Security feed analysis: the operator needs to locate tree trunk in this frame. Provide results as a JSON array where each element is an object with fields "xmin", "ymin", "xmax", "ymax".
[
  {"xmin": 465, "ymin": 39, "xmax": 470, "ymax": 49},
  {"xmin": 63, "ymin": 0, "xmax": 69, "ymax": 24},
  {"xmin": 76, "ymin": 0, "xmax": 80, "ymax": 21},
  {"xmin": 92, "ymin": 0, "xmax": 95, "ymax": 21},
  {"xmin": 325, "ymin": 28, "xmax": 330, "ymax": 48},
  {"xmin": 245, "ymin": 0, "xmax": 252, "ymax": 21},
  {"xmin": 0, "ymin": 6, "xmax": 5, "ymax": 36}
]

_DIRECTIONS_. Reproduce every record above line for line, keeping each character unchanged.

_EXERCISE ANSWER_.
Security feed analysis: the operator needs to locate tree trunk in this frame. Provide results as a JSON array where each element is an object with fields "xmin", "ymin", "xmax", "ymax".
[
  {"xmin": 465, "ymin": 39, "xmax": 470, "ymax": 49},
  {"xmin": 63, "ymin": 0, "xmax": 69, "ymax": 24},
  {"xmin": 76, "ymin": 0, "xmax": 80, "ymax": 21},
  {"xmin": 92, "ymin": 0, "xmax": 95, "ymax": 21},
  {"xmin": 325, "ymin": 28, "xmax": 330, "ymax": 48},
  {"xmin": 245, "ymin": 0, "xmax": 252, "ymax": 21},
  {"xmin": 0, "ymin": 6, "xmax": 5, "ymax": 36}
]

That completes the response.